ЗАДАНИЯ.
- A) Перепечатайте из фрагмента кода об оценках фильмов отрезок от "# Оставим оценки, которые" до "test_data_matrix = np.zeros((n_users, n_movies))" включительно.
- B) Допишите, что идёт дальше во фрагменте кода об оценках фильмов после его последней строки.

In [None]:
# Подключаем облако
from google.colab import drive
drive.mount('/content/drive')

Mounted at /content/drive


In [None]:
# Импорт библиотек
import numpy as np
import pandas as pd

ratings_df = pd.read_csv('/content/drive/MyDrive/Датасеты/ml-latest-small/ratings.csv')
print('Unique users count: {}'.format(len(ratings_df['userId'].unique())))
print('Unique movies count: {}'.format(len(ratings_df['movieId'].unique())))
print('DataFrame shape: {}'.format(ratings_df.shape))

ratings_df.head()

Unique users count: 610
Unique movies count: 9724
DataFrame shape: (100836, 4)


Unnamed: 0,userId,movieId,rating,timestamp
0,1,1,4.0,964982703
1,1,3,4.0,964981247
2,1,6,4.0,964982224
3,1,47,5.0,964983815
4,1,50,5.0,964982931


In [None]:
n_users = len(ratings_df['userId'].unique())
n_movies = len(ratings_df['movieId'].unique())
(n_users, n_movies)

(610, 9724)

In [None]:
# Масштабирование
movie_ids = ratings_df['movieId'].unique()

def scale_movie_id(movie_id):
    scaled = np.where(movie_ids == movie_id)[0][0] + 1
    return scaled

ratings_df['movieId'] = ratings_df['movieId'].apply(scale_movie_id)
ratings_df.head()

Unnamed: 0,userId,movieId,rating,timestamp
0,1,1,4.0,964982703
1,1,2,4.0,964981247
2,1,3,4.0,964982224
3,1,4,5.0,964983815
4,1,5,5.0,964982931


In [None]:
# Делим выборку на тестовую и тренировочную
from sklearn.model_selection import train_test_split

train_data, test_data = train_test_split(ratings_df, test_size=0.2)

print('Train shape: {}'.format(train_data.shape))
print('Test shape: {}'.format(test_data.shape))

Train shape: (80668, 4)
Test shape: (20168, 4)


In [None]:
from sklearn.metrics import mean_squared_error
from math import sqrt

def rmse(prediction, ground_truth):
    # Оставим оценки, предсказанные алгоритмом, только для соотвествующего набора данных
    prediction = np.nan_to_num(prediction)[ground_truth.nonzero()].flatten()
    # Оставим оценки, которые реально поставил пользователь, только для соотвествующего набора данных
    ground_truth = np.nan_to_num(ground_truth)[ground_truth.nonzero()].flatten()

    mse = mean_squared_error(prediction, ground_truth)
    return sqrt(mse)

In [None]:
train_data_matrix = np.zeros((n_users, n_movies))
for line in train_data.itertuples():
    train_data_matrix[line[1] - 1, line[2] - 1] = line[3]

test_data_matrix = np.zeros((n_users, n_movies))

СПИСОК МАТЕРИАЛОВ.
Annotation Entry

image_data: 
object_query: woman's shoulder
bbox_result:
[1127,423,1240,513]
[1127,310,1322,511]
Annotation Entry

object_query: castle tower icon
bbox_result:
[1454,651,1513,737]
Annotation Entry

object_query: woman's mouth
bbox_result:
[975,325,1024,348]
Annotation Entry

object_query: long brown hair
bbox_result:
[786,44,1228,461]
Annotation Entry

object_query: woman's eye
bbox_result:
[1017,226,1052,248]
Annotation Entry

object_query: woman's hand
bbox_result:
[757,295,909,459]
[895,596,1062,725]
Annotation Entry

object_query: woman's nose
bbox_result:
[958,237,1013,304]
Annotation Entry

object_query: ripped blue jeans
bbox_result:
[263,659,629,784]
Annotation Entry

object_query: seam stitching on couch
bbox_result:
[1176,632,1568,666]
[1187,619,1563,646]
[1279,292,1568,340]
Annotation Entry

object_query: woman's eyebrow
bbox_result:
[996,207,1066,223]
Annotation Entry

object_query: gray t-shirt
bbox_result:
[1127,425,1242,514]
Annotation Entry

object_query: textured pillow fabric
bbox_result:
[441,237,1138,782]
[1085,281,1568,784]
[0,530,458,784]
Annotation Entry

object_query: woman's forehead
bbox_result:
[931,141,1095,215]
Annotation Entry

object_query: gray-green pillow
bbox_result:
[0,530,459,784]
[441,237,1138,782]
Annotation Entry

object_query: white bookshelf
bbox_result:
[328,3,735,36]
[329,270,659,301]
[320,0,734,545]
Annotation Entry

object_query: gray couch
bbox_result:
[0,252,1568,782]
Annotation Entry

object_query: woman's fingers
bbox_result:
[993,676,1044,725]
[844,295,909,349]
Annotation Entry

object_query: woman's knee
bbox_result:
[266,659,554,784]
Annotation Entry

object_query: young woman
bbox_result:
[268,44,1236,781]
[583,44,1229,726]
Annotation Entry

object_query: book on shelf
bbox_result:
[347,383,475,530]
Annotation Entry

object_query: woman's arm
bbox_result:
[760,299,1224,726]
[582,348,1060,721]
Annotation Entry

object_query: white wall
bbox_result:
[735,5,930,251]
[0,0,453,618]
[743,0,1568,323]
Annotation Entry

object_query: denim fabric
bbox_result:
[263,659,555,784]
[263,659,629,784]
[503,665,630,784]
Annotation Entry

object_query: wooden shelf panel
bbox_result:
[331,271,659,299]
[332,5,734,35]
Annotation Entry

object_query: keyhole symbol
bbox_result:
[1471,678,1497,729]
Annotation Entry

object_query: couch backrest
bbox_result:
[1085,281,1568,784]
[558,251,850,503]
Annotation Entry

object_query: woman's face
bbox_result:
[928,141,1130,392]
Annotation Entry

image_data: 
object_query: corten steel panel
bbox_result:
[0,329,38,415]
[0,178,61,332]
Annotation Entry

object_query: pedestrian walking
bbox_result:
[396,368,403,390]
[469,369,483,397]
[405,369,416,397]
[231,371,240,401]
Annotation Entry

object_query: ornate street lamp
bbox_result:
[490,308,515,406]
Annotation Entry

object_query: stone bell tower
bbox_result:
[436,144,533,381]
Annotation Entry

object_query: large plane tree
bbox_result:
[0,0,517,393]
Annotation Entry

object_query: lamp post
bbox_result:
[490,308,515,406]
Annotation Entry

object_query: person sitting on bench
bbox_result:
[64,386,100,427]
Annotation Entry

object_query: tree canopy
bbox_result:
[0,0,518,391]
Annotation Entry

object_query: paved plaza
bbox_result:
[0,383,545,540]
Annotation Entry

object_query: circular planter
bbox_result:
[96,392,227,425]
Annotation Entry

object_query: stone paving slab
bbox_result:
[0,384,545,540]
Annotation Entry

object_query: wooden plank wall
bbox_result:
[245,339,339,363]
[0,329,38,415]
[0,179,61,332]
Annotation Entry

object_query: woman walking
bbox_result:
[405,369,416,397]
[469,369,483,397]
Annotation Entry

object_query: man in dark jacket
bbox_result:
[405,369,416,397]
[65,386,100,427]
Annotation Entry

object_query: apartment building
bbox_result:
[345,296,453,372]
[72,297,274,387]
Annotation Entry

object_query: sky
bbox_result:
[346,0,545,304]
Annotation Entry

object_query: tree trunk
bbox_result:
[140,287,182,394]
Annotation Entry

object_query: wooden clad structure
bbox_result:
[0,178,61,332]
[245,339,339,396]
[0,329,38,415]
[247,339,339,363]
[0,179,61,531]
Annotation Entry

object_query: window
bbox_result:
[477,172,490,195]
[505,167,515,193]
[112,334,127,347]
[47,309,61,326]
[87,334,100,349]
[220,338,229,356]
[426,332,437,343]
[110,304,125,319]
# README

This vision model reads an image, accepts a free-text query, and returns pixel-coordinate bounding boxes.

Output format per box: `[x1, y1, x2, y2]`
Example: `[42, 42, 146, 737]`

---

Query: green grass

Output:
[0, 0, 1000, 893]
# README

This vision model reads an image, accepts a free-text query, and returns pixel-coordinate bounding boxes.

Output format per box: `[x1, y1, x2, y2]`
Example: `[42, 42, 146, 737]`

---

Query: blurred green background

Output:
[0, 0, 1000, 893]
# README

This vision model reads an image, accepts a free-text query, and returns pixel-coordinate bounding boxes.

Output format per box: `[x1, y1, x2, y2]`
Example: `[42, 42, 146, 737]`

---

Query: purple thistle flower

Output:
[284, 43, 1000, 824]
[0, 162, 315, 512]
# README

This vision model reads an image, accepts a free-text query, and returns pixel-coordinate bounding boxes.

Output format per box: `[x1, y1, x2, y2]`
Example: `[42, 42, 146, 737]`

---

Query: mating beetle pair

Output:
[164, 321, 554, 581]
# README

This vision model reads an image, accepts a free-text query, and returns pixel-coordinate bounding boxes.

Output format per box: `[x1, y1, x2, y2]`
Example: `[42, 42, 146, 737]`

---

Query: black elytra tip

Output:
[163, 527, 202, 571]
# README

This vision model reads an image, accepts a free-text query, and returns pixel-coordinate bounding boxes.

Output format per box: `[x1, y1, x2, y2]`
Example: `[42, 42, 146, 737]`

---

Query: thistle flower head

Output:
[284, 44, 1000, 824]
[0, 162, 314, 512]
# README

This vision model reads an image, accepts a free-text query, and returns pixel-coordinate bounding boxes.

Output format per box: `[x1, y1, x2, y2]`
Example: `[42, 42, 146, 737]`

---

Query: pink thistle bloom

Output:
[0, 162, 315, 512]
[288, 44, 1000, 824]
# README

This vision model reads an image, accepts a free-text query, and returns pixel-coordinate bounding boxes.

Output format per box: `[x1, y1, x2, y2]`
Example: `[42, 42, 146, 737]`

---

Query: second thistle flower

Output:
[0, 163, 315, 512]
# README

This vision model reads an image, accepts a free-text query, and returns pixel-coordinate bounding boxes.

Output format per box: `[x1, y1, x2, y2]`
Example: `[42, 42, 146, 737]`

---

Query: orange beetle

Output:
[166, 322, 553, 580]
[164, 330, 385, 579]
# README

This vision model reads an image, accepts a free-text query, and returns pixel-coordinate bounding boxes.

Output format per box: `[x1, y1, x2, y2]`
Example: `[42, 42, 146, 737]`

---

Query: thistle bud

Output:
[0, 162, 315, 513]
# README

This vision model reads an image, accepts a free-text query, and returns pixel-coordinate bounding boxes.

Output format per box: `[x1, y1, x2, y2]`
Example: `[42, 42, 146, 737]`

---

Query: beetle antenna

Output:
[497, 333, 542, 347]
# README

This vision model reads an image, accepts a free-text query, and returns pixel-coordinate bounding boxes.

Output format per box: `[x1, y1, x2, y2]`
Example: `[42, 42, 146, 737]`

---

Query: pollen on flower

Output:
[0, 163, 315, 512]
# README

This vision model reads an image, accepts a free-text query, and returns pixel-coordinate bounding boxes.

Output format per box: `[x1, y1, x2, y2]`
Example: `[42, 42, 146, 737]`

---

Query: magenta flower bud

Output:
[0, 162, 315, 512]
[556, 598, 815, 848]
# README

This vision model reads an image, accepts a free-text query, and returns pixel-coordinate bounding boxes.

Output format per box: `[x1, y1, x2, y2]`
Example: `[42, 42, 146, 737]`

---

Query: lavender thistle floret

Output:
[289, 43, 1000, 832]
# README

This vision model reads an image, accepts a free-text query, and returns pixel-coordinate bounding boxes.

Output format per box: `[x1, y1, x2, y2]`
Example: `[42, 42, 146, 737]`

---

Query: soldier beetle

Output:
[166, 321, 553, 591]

ОТВЕТЫ ПО ЗАДАНИЯМ.
- A)
# Оставим оценки, которые реально поставил пользователь, только для соотвествующего набора данных
    ground_truth = np.nan_to_num(ground_truth)[ground_truth.nonzero()].flatten()

    mse = mean_squared_error(prediction, ground_truth)
    return sqrt(mse)

In [None]:
train_data_matrix = np.zeros((n_users, n_movies))
for line in train_data.itertuples():
    train_data_matrix[line[1] - 1, line[2] - 1] = line[3]

test_data_matrix = np.zeros((n_users, n_movies))

- B)
for line in test_data.itertuples():
    test_data_matrix[line[1] - 1, line[2] - 1] = line[3]

In [None]:
from  sklearn.metrics.pairwise import pairwise_distances

# считаем косинусное расстояние для пользователей и фильмов
# (построчно и поколоночно соотвественно).
user_similarity = pairwise_distances(train_data_matrix, metric='cosine')
item_similarity = pairwise_distances(train_data_matrix.T, metric='cosine')

In [None]:
from scipy.spatial import distance

print(distance.cosine([2,2],[1,1]))
print(distance.cosine([3,3],[2,3]))
print(distance.cosine([3, 3],[1, 1.5]))
print(distance.cosine([3, 3],[1, 3]))

0
0.01941932430907989
0.01941932430907989
0.10557280900008414


In [None]:
# Наивные рекомендации
def naive_predict(top):
    # Структура для хранения для каждого пользователя оценки фильмов top наиболее похожих на него пользователей:
    # top_similar_ratings[0][1] - оценки всех фильмов одного из наиболее похожих пользователей на пользователя с ид 0.
    # Здесь 1 - это не ид пользователя, а просто порядковый номер.
    top_similar_ratings = np.zeros((n_users, top, n_movies))

    for i in range(n_users):
        # Для каждого пользователя необходимо получить наиболее похожих пользователей:
        # Нулевой элемент не подходит, т.к. на этом месте находится похожесть пользователя самого на себя
        top_sim_users = user_similarity[i].argsort()[1:top + 1]

        # берём только оценки из "обучающей" выборки
        top_similar_ratings[i] = train_data_matrix[top_sim_users]

    pred = np.zeros((n_users, n_movies))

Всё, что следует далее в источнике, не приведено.